### EXERCISE OBJECTIVE
In the shared-memory debugging message below, why can gdb not access the memory at address 0x2a96b73050?

### SELECTED PASSAGE
- - -

On Mar 10, 2009, at 9:13 PM, Jeff Squyres (jsquyres) wrote:
> Doh -- I'm seeing intermittent sm btl failures on Cisco 1.3.1 MTT. :-
> ( I can't reproduce them manually, but they seem to only happen in a
> very small fraction of overall MTT runs. I'm seeing at least 3
> classes of errors:
>
> 1. btl_sm_add_procs.c:529 which is this:
>
> if(mca_btl_sm_component.fifo[j][my_smp_rank].head_lock !=
> NULL) {
>
> j = 3, my_smp_rank = 1. mca_btl_sm_component.fifo[j][my_smp_rank]
> appears to have a valid value in it (i.e., .fifo[3][0] = x, .fifo[3]
> [1] = x+offset, .fifo[3][2] = x+2*offset, .fifo[3][3] = x+3*offset.
> But gdb says:
>
> (gdb) print mca_btl_sm_component.fifo[j][my_smp_rank]
> Cannot access memory at address 0x2a96b73050
>
Bah -- this is a red herring; this memory is in the shared memory
segment, and that memory is not saved in the corefile. So of course
gdb can't access it (I just did a short controlled test and proved
this to myself).
But I don't understand why I would have a bunch of tests that all segv
at btl_sm_add_procs.c:529. :-(
--
Jeff Squyres
Cisco Systems
|

- - -

### DATA BLOCK
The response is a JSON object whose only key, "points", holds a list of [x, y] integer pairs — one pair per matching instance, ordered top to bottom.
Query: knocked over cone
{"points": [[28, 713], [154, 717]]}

- - -

### TASK ANSWER
That memory is in the shared memory segment, which is not saved in the corefile.